MATERIALS PROVIDED –
————————

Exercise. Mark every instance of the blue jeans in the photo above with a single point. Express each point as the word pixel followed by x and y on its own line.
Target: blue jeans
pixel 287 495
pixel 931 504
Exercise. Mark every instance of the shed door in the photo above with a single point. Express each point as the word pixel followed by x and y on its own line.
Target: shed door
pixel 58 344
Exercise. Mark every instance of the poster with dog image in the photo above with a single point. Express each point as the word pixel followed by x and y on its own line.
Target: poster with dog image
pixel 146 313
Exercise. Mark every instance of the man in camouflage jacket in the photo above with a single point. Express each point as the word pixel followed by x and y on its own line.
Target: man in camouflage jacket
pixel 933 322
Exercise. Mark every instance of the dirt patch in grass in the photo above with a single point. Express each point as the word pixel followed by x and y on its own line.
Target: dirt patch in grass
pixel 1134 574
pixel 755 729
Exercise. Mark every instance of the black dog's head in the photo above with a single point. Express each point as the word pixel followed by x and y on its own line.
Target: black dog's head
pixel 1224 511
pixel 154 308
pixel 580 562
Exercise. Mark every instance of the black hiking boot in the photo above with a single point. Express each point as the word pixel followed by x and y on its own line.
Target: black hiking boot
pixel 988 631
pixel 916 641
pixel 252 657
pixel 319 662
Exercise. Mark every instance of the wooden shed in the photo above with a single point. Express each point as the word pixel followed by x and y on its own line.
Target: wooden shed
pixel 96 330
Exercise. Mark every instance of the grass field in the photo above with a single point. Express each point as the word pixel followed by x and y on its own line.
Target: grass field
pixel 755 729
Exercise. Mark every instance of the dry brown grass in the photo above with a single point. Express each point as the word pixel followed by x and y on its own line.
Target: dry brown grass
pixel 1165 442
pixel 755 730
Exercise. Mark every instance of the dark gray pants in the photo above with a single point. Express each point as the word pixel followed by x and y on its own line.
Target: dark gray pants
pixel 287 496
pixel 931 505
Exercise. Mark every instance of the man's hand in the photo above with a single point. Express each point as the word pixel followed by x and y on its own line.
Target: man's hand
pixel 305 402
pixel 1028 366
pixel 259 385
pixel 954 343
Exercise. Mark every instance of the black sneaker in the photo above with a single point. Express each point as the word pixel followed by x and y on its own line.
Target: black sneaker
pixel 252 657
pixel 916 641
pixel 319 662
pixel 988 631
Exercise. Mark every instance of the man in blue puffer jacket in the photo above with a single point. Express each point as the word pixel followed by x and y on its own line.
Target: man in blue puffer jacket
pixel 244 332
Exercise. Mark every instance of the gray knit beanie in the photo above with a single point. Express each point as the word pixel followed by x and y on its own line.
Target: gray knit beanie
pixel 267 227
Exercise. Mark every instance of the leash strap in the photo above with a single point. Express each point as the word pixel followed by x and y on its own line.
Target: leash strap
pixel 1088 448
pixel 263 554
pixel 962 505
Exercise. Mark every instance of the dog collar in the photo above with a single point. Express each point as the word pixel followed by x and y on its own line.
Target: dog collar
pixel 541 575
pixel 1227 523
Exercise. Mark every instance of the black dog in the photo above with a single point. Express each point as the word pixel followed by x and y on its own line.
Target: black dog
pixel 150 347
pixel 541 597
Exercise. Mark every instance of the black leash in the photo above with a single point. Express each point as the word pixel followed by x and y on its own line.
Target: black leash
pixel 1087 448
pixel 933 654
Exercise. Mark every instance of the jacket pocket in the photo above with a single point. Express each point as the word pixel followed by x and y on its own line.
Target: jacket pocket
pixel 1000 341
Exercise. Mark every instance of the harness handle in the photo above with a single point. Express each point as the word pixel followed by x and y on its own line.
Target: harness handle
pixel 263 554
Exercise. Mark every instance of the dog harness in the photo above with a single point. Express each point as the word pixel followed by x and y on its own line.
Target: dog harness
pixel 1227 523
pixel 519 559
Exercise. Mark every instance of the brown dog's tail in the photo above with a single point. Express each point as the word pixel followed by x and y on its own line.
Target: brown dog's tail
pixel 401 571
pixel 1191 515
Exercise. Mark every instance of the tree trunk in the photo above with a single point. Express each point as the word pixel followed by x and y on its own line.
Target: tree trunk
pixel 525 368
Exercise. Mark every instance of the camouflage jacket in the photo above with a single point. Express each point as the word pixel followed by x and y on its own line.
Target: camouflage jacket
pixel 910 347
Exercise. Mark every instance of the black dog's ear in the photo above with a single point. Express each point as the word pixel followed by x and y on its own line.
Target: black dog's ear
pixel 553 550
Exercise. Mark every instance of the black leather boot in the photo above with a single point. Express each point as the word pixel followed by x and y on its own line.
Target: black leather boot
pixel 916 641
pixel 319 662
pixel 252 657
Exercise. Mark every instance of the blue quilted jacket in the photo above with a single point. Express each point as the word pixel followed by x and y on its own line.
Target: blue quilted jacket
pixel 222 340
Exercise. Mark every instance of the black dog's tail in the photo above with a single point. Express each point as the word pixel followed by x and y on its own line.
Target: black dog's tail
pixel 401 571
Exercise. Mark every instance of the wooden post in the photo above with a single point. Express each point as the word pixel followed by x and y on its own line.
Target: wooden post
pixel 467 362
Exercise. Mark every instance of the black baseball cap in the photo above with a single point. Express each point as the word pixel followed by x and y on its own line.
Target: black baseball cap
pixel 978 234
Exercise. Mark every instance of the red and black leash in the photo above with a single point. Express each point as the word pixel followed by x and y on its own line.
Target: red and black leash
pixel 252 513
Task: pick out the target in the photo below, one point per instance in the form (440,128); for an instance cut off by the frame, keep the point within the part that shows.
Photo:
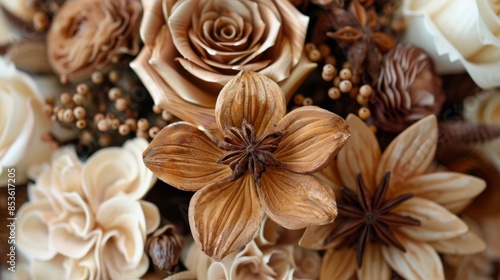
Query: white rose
(22,123)
(458,34)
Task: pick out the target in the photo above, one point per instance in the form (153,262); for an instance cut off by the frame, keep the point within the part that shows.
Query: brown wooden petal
(411,153)
(296,201)
(183,156)
(360,154)
(225,216)
(253,97)
(313,137)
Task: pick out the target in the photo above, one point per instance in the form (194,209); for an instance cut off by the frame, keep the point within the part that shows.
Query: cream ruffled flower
(193,48)
(86,221)
(458,34)
(416,214)
(22,123)
(273,254)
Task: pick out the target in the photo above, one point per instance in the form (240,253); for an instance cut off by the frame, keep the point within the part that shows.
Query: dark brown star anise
(369,218)
(247,153)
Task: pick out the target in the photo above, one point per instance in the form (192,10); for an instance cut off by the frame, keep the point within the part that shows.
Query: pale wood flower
(392,214)
(263,162)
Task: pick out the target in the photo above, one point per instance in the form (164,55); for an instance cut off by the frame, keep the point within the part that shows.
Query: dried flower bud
(164,248)
(416,94)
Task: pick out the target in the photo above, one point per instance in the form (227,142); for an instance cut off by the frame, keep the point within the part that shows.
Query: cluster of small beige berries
(104,109)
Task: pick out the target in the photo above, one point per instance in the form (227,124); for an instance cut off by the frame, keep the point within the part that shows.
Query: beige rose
(22,123)
(193,48)
(88,35)
(87,220)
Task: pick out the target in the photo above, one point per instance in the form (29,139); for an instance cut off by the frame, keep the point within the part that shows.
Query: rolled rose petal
(89,35)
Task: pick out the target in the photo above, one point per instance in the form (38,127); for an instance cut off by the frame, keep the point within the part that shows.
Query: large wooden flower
(263,161)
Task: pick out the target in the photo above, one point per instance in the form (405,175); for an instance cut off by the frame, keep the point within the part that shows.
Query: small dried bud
(164,247)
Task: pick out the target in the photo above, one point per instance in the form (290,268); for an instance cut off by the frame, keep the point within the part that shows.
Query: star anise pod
(369,218)
(358,30)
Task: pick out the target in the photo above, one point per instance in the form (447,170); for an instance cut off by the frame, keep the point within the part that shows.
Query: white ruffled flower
(86,220)
(22,123)
(458,34)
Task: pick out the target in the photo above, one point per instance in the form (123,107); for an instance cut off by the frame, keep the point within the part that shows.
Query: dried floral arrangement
(250,139)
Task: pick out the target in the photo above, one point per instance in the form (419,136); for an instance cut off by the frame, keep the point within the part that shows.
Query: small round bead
(314,56)
(334,93)
(324,49)
(121,104)
(68,116)
(78,99)
(82,89)
(365,90)
(153,131)
(345,86)
(65,98)
(98,117)
(157,109)
(97,77)
(81,124)
(309,47)
(336,81)
(330,59)
(79,112)
(143,124)
(114,76)
(124,129)
(166,116)
(364,113)
(298,99)
(362,100)
(115,124)
(114,93)
(307,101)
(345,74)
(103,125)
(132,124)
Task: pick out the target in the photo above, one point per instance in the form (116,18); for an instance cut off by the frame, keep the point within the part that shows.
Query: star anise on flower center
(369,218)
(245,152)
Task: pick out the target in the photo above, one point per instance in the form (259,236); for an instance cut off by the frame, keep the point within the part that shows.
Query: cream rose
(193,48)
(458,34)
(88,35)
(22,123)
(88,219)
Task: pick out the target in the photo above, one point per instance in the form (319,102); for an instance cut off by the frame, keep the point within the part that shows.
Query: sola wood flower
(87,220)
(194,47)
(262,161)
(88,35)
(392,214)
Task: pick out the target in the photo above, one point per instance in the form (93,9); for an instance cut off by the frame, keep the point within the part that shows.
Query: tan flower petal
(360,154)
(224,216)
(338,264)
(449,189)
(314,236)
(411,153)
(313,137)
(374,265)
(164,96)
(253,97)
(437,223)
(184,157)
(467,243)
(295,200)
(419,262)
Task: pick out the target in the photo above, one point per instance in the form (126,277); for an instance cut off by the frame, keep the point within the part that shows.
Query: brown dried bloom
(88,35)
(193,48)
(164,247)
(408,89)
(263,161)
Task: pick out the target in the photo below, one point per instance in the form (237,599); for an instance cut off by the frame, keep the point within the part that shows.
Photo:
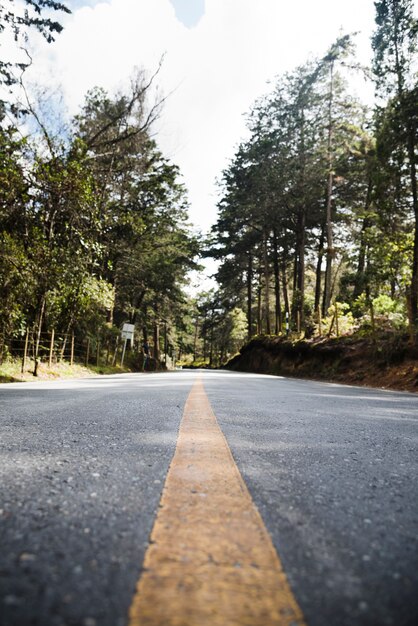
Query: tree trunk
(329,230)
(267,283)
(157,342)
(278,306)
(360,279)
(249,295)
(319,268)
(259,318)
(300,282)
(413,176)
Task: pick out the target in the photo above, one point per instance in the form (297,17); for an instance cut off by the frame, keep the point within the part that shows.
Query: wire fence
(51,348)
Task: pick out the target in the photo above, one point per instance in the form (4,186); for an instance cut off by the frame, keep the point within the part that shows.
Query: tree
(15,21)
(394,44)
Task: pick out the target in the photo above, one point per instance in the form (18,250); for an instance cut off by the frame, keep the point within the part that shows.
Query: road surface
(331,469)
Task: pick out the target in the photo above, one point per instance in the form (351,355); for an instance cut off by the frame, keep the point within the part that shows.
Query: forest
(317,229)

————————

Return exactly the lines from the one containing "Query: sola wood flower" through the end of the records, leaving out every picture.

Query: sola wood flower
(87,220)
(194,47)
(262,161)
(88,35)
(392,214)
Task: pick out the target in the photo above, one point per instance in the form (93,9); for an instance cut off by the frame, keep the point within the part that shows.
Query: tan flower petal
(360,154)
(224,216)
(338,264)
(449,189)
(314,236)
(411,153)
(313,137)
(374,265)
(164,96)
(253,97)
(437,223)
(184,157)
(467,243)
(295,200)
(419,262)
Task: pick out the target in the photo above, one point per instance in the form (126,277); for an instance cut off by the frame, keep the point within the part that shows.
Query: brown dried bloom
(88,35)
(193,48)
(164,247)
(408,89)
(263,161)
Task: pick out the target in the photo below, one point per instance in the form (237,599); for an instance cut off by the frame, keep the point within the part that shows.
Photo:
Query: tree trunk
(329,230)
(267,283)
(157,342)
(278,306)
(360,279)
(249,295)
(319,268)
(259,318)
(300,282)
(413,176)
Task: pick out the target in the photo above, one point per instance in the form (297,17); for an instance cut off by the frame, keep the point within the part that shows.
Query: wire fence
(51,348)
Task: pick out the target in the photo above, one point per instance in the form (4,186); for an instance cut off by the frame, keep the point within the part that shows.
Query: tree
(15,21)
(394,44)
Task: pick out the target in the photo above, one point per instance in the form (18,250); for an instance cut off by the frame, keep the point within the part that shows.
Query: road surface
(331,469)
Task: pick out the target in the photo above, one point per instance in the form (351,355); for an instance cut off by the frame, keep the point within the part that shows.
Query: forest
(317,229)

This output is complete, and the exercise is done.